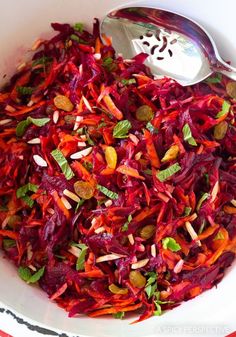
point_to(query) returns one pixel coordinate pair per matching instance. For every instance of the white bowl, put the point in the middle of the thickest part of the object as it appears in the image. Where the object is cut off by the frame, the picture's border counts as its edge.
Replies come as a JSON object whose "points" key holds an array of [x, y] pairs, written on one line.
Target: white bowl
{"points": [[212, 313]]}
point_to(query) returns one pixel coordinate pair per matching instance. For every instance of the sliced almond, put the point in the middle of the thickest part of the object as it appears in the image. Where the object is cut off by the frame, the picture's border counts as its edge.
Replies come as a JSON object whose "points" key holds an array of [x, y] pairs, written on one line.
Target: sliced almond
{"points": [[178, 267], [5, 121], [153, 250], [82, 153], [192, 233], [34, 141], [131, 239], [55, 116], [71, 195], [39, 160], [66, 203], [75, 251], [109, 257]]}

* **Written request**
Rewrite every line of the items above as a JSON list of strings, one string per line, with blank lines dropped. Leave the pictures out.

* **Result for this exercise**
[
  "point_to(query) returns one pixel coordinate pair per matching instance. For every instance of the white bowl, put the point in the middle of the thickest part of the object as it appears in the image. Where the object is cut off by the frame, the picture's border counts as its edge.",
  "Replies come as a JSON object whose \"points\" key holds an array of [x, y] pairs, written on one line.",
  "Target: white bowl",
  "{\"points\": [[212, 313]]}",
  "point_to(query) returns one pixel coordinate pair per matching instance. For every instance of the sliced almond, put the point in the middle of the thickest part of the object as it appears in the image. Where the object is cut off by the frame, the picture's border counts as its edge.",
  "Replies come as a JSON object whose \"points\" key holds an array of [x, y] pairs, written on one line.",
  "Target: sliced almond",
  "{\"points\": [[178, 267], [5, 121], [153, 250], [82, 153], [192, 233], [34, 141], [131, 239], [55, 116], [71, 195], [39, 160], [66, 203], [75, 251], [109, 257]]}"
]